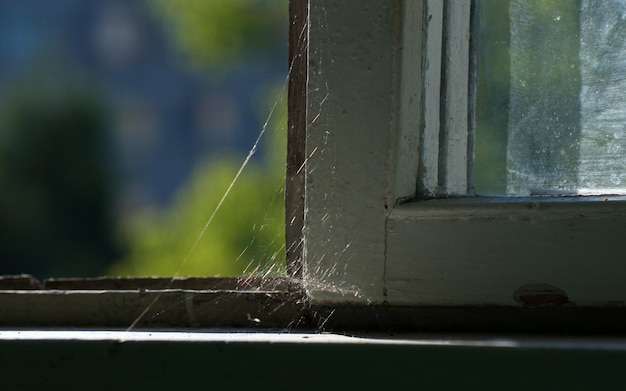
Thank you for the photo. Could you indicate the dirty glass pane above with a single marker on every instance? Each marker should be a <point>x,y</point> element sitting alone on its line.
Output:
<point>550,98</point>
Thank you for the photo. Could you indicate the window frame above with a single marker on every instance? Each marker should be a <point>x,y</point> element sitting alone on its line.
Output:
<point>352,215</point>
<point>374,79</point>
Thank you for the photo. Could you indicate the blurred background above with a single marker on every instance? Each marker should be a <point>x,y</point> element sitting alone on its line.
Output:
<point>122,124</point>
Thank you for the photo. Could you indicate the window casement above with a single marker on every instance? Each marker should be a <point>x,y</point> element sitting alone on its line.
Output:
<point>383,230</point>
<point>389,111</point>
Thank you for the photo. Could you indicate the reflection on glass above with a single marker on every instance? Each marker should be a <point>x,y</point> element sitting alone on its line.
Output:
<point>550,100</point>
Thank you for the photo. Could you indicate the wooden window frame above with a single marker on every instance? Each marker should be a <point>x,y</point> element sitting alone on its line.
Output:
<point>365,96</point>
<point>384,77</point>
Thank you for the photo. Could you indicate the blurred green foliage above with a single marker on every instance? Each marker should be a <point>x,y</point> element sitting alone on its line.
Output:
<point>218,33</point>
<point>55,217</point>
<point>247,232</point>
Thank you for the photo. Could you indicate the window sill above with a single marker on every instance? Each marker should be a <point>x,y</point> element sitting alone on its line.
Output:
<point>177,360</point>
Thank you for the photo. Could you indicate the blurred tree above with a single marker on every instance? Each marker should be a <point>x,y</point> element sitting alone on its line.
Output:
<point>247,233</point>
<point>54,185</point>
<point>220,33</point>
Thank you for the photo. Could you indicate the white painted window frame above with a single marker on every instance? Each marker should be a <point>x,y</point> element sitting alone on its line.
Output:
<point>378,115</point>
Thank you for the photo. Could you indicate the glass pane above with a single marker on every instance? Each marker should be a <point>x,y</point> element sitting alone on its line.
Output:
<point>550,99</point>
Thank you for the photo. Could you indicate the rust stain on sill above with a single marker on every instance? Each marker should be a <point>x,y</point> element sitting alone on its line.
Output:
<point>540,295</point>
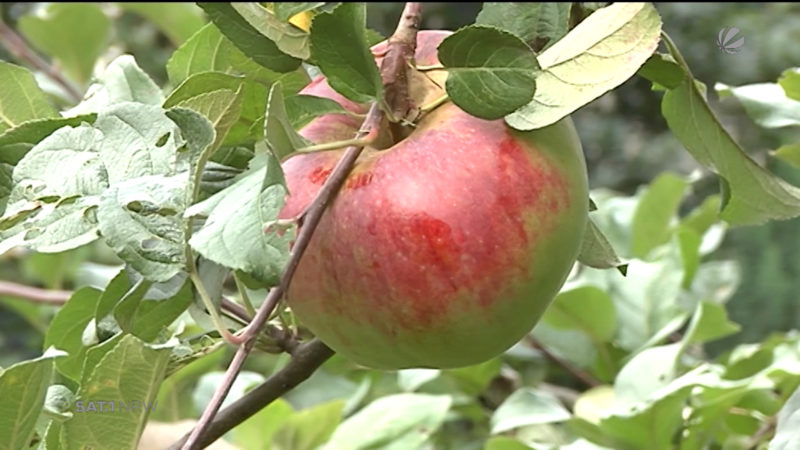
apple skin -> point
(443, 250)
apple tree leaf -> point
(490, 72)
(790, 82)
(339, 47)
(285, 10)
(66, 330)
(74, 34)
(789, 153)
(401, 420)
(754, 195)
(122, 81)
(23, 388)
(247, 39)
(21, 99)
(127, 371)
(787, 431)
(141, 219)
(597, 252)
(654, 212)
(282, 139)
(19, 140)
(235, 232)
(209, 50)
(289, 39)
(538, 24)
(766, 103)
(528, 407)
(662, 69)
(179, 21)
(302, 109)
(598, 55)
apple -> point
(444, 246)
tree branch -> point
(34, 294)
(400, 49)
(20, 49)
(306, 359)
(581, 375)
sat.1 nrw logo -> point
(727, 42)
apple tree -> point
(315, 236)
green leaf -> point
(16, 142)
(252, 109)
(129, 374)
(588, 309)
(302, 109)
(209, 51)
(23, 387)
(789, 153)
(756, 195)
(66, 330)
(141, 219)
(710, 322)
(256, 432)
(596, 56)
(222, 107)
(410, 380)
(527, 407)
(790, 82)
(21, 99)
(153, 315)
(597, 252)
(340, 49)
(766, 103)
(252, 43)
(310, 428)
(289, 39)
(656, 209)
(787, 430)
(398, 421)
(234, 234)
(139, 140)
(282, 139)
(75, 34)
(662, 69)
(179, 21)
(285, 10)
(538, 24)
(490, 72)
(122, 81)
(505, 443)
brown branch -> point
(20, 49)
(34, 294)
(306, 360)
(581, 375)
(400, 49)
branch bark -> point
(306, 359)
(400, 49)
(20, 49)
(581, 375)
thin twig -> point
(581, 375)
(306, 359)
(400, 49)
(34, 294)
(20, 49)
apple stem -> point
(401, 48)
(336, 145)
(429, 68)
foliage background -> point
(626, 143)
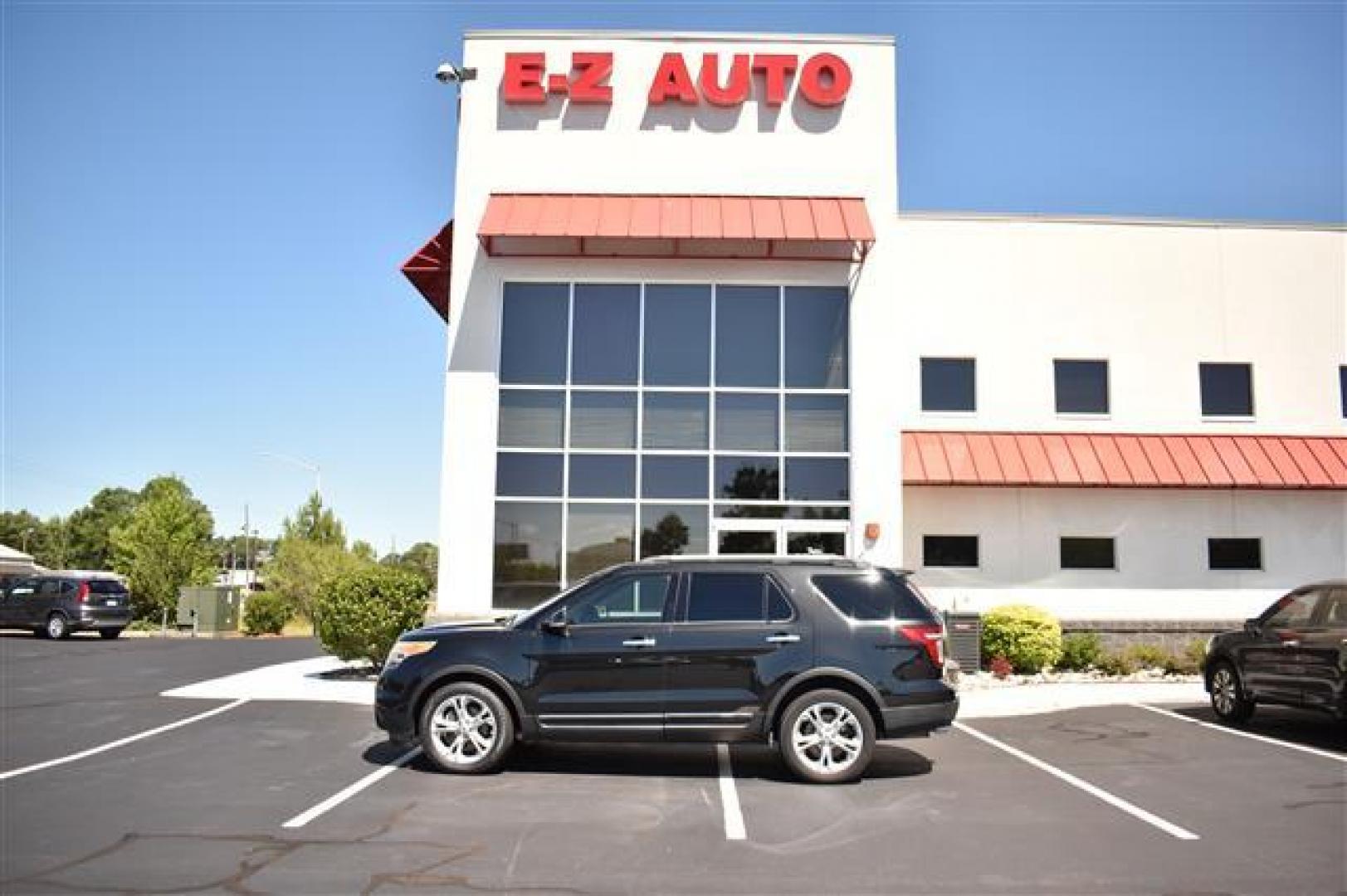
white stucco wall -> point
(1161, 548)
(631, 147)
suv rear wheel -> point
(826, 738)
(1227, 695)
(56, 627)
(466, 729)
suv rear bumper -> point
(920, 718)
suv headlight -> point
(402, 650)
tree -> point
(90, 527)
(163, 546)
(315, 523)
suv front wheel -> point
(826, 738)
(466, 729)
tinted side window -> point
(726, 597)
(871, 597)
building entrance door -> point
(780, 538)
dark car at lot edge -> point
(822, 656)
(1295, 654)
(58, 604)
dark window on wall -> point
(1089, 554)
(1082, 387)
(1227, 390)
(949, 384)
(1234, 554)
(950, 550)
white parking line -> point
(729, 796)
(142, 736)
(1117, 802)
(343, 796)
(1249, 734)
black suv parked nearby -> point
(822, 656)
(1295, 654)
(56, 604)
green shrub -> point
(360, 613)
(1117, 663)
(1081, 651)
(1149, 655)
(266, 613)
(1027, 636)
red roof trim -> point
(656, 226)
(1124, 460)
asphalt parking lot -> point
(286, 796)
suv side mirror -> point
(558, 623)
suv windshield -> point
(875, 596)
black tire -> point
(58, 627)
(1227, 694)
(466, 755)
(811, 762)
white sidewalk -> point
(300, 680)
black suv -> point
(1295, 654)
(56, 604)
(822, 656)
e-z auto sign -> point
(823, 80)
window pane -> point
(675, 421)
(1087, 554)
(631, 598)
(607, 333)
(947, 384)
(678, 334)
(534, 333)
(531, 419)
(832, 543)
(674, 477)
(815, 423)
(672, 528)
(1082, 387)
(746, 477)
(1227, 390)
(950, 550)
(603, 419)
(871, 597)
(529, 554)
(600, 535)
(603, 476)
(529, 475)
(748, 336)
(746, 543)
(745, 422)
(726, 597)
(817, 479)
(817, 337)
(1234, 554)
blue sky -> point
(205, 204)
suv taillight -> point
(929, 635)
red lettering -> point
(523, 79)
(825, 80)
(775, 68)
(672, 82)
(592, 71)
(735, 90)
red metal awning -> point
(676, 226)
(428, 270)
(1115, 460)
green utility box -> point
(210, 609)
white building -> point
(686, 314)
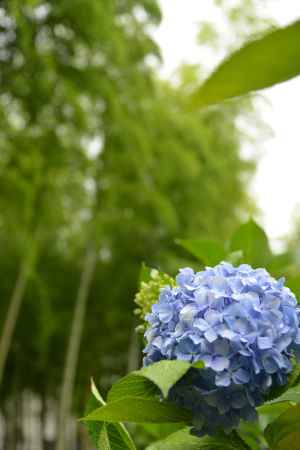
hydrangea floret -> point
(242, 323)
(149, 293)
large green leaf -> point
(284, 432)
(209, 252)
(159, 377)
(139, 410)
(259, 64)
(106, 436)
(252, 240)
(290, 395)
(183, 440)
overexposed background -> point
(276, 185)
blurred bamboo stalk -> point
(74, 347)
(12, 314)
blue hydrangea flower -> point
(242, 323)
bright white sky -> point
(276, 186)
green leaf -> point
(161, 430)
(133, 385)
(145, 273)
(103, 440)
(139, 410)
(252, 240)
(284, 432)
(207, 251)
(183, 440)
(290, 395)
(259, 64)
(149, 381)
(235, 257)
(106, 436)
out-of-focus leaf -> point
(284, 432)
(251, 433)
(252, 240)
(159, 377)
(294, 284)
(267, 413)
(235, 257)
(183, 440)
(259, 64)
(139, 410)
(207, 251)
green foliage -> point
(183, 440)
(162, 375)
(283, 433)
(252, 240)
(255, 66)
(208, 251)
(139, 410)
(106, 436)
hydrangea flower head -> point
(242, 323)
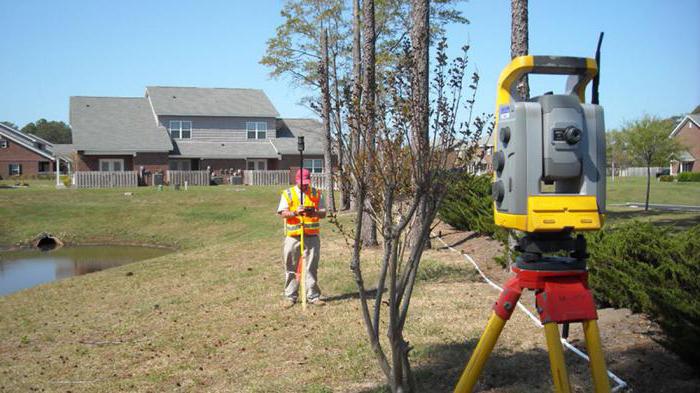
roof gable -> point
(197, 101)
(692, 118)
(116, 124)
(25, 141)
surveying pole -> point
(549, 182)
(300, 268)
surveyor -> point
(296, 214)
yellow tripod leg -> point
(595, 353)
(302, 280)
(481, 353)
(557, 364)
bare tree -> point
(326, 117)
(519, 39)
(402, 167)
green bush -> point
(655, 271)
(689, 176)
(468, 205)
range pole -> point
(302, 279)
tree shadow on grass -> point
(370, 293)
(645, 367)
(680, 220)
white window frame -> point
(256, 164)
(110, 164)
(257, 128)
(314, 165)
(17, 172)
(177, 129)
(180, 165)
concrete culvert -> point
(47, 242)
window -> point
(180, 165)
(256, 129)
(314, 165)
(257, 165)
(180, 129)
(15, 169)
(112, 165)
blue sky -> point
(52, 50)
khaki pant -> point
(291, 252)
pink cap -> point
(306, 174)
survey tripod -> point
(549, 182)
(562, 297)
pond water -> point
(26, 268)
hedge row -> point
(654, 270)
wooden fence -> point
(266, 178)
(105, 179)
(193, 178)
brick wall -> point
(17, 154)
(92, 163)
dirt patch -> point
(631, 342)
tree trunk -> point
(646, 203)
(369, 88)
(420, 41)
(342, 173)
(326, 115)
(356, 94)
(519, 40)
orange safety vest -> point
(312, 226)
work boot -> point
(317, 302)
(288, 302)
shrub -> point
(655, 271)
(689, 176)
(468, 205)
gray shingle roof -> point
(197, 101)
(230, 150)
(116, 124)
(289, 129)
(29, 141)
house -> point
(23, 154)
(189, 128)
(687, 133)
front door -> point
(111, 165)
(257, 165)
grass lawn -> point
(633, 189)
(208, 317)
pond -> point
(26, 268)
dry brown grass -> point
(209, 318)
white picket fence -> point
(193, 178)
(266, 178)
(105, 179)
(639, 171)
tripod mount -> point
(562, 296)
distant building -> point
(189, 128)
(25, 155)
(687, 133)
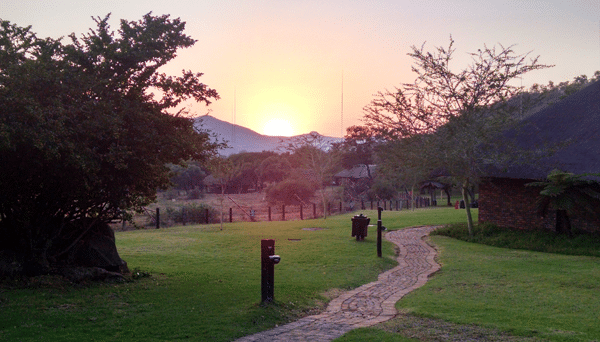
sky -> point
(292, 67)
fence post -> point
(157, 218)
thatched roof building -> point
(572, 127)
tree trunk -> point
(465, 195)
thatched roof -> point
(573, 126)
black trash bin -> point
(360, 225)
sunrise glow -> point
(278, 127)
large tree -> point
(87, 128)
(316, 159)
(458, 115)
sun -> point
(278, 127)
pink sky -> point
(285, 59)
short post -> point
(268, 261)
(379, 228)
(157, 218)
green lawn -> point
(550, 296)
(205, 283)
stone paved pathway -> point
(369, 304)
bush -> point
(192, 213)
(196, 194)
(290, 192)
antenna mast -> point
(233, 126)
(342, 112)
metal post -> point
(379, 227)
(157, 218)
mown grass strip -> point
(204, 283)
(553, 297)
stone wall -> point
(509, 203)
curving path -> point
(369, 304)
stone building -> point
(572, 127)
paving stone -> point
(369, 304)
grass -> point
(204, 283)
(581, 243)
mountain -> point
(242, 139)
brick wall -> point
(509, 203)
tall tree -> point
(316, 156)
(460, 114)
(83, 134)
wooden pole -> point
(157, 218)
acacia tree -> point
(316, 156)
(459, 114)
(83, 135)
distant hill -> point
(242, 139)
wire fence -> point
(204, 214)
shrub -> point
(195, 194)
(192, 213)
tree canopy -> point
(87, 128)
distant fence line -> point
(159, 218)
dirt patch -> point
(428, 329)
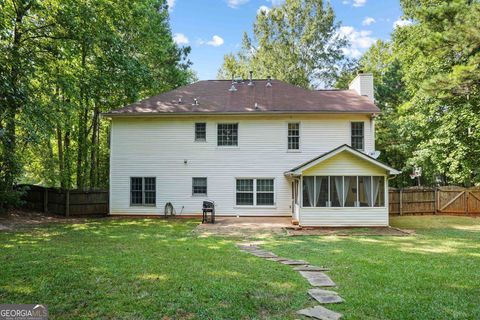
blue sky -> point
(214, 28)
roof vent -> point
(269, 81)
(250, 82)
(232, 88)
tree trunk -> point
(93, 162)
(68, 166)
(61, 163)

· · · · ·

*BRIEF*
Lines of the listing above that contain the word "glass" should all be returned.

*ANSWER*
Thank you for the photo. Could you indicate the dirty glass pane above with a single marker on every instance? Each marker should be a <point>x,y</point> element sitting alone on its line.
Thank you for the photo. Could you indicate the reflection on glass above with a single marker on every instance? Each marker should be a <point>x,y</point> element sitting alone on its line.
Thank you for the photo. Could you indicate the glass pane above with a single marker on every instance? Each marker should be a <point>x,y</point> element sitting alone on its line.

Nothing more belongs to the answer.